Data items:
-------
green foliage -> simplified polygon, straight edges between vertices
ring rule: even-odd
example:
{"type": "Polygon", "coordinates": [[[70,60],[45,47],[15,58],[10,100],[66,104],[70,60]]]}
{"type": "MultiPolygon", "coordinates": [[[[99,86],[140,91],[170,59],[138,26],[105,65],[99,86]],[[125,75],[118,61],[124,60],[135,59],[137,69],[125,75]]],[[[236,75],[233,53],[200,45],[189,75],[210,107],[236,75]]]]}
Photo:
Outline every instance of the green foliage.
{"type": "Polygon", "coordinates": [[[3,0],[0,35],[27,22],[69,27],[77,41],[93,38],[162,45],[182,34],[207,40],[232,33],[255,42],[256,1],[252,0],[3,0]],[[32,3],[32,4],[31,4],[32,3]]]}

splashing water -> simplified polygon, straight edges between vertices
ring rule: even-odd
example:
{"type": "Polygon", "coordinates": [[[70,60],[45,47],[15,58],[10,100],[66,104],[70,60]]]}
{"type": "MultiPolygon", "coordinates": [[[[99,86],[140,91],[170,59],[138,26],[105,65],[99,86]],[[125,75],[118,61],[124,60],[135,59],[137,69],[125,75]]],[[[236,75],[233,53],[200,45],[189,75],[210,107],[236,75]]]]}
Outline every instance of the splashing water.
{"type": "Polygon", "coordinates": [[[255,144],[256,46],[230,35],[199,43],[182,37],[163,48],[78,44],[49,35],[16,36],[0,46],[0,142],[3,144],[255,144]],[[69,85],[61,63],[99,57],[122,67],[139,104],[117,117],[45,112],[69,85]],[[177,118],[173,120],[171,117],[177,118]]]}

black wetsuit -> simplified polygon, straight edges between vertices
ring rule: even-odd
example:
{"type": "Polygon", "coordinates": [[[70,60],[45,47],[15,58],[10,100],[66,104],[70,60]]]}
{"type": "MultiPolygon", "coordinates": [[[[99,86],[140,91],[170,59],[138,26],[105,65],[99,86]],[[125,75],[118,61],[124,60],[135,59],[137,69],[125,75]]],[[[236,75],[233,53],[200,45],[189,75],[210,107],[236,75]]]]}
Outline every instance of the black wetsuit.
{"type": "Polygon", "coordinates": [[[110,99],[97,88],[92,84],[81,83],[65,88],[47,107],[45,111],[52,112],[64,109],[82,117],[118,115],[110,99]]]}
-------
→ TASK OBJECTIVE
Express the records above as a two-column CSV with the columns "text" and "answer", one row per record. Put each record's text and its answer in separate quoted fields, with line breaks changed to spaces.

→ SOLUTION FOR THIS PROBLEM
text,answer
"green foliage -> simplified polygon, straight edges between vertices ring rule: even-odd example: {""type"": ""Polygon"", ""coordinates"": [[[70,60],[45,47],[15,58],[10,100],[66,104],[70,60]]]} {""type"": ""MultiPolygon"", ""coordinates"": [[[[99,86],[140,91],[170,59],[138,26],[105,65],[99,86]],[[125,75],[118,61],[124,60],[135,59],[137,69],[125,75]]],[[[236,75],[233,53],[200,45],[189,75],[210,107],[236,75]]]]} Photo: Outline every instance of the green foliage.","{""type"": ""Polygon"", ""coordinates"": [[[3,0],[0,35],[27,22],[69,27],[77,41],[93,38],[162,45],[182,34],[207,40],[232,33],[255,42],[256,1],[252,0],[3,0]],[[32,3],[32,4],[31,4],[32,3]]]}"
"splashing water -> simplified polygon, straight edges between vertices ring rule: even-odd example: {""type"": ""Polygon"", ""coordinates"": [[[70,60],[45,47],[15,58],[10,100],[66,104],[70,60]]]} {""type"": ""MultiPolygon"", ""coordinates"": [[[[99,86],[140,91],[170,59],[138,26],[105,65],[99,86]],[[125,75],[118,61],[124,60],[135,59],[137,69],[125,75]]],[[[236,75],[233,53],[200,45],[189,75],[210,107],[236,75]]]]} Outline every instance of the splashing water.","{""type"": ""Polygon"", ""coordinates"": [[[255,144],[256,46],[230,35],[199,43],[182,37],[163,48],[78,44],[49,35],[16,36],[0,46],[0,142],[3,144],[255,144]],[[69,85],[61,63],[99,57],[122,67],[139,104],[117,117],[45,112],[69,85]],[[177,118],[173,120],[171,117],[177,118]]]}"
"black wetsuit -> simplified polygon, straight edges between vertices ring rule: even-odd example: {""type"": ""Polygon"", ""coordinates"": [[[70,60],[45,47],[15,58],[10,100],[66,104],[70,60]]]} {""type"": ""MultiPolygon"", ""coordinates"": [[[[99,86],[140,91],[170,59],[138,26],[105,65],[99,86]],[[125,75],[118,61],[124,60],[135,59],[137,69],[125,75]]],[[[236,75],[233,53],[200,45],[189,75],[210,107],[236,75]]]]} Outline every instance of the black wetsuit.","{""type"": ""Polygon"", ""coordinates"": [[[110,99],[97,88],[92,84],[81,83],[65,88],[47,107],[45,111],[52,112],[64,109],[82,117],[118,115],[110,99]]]}"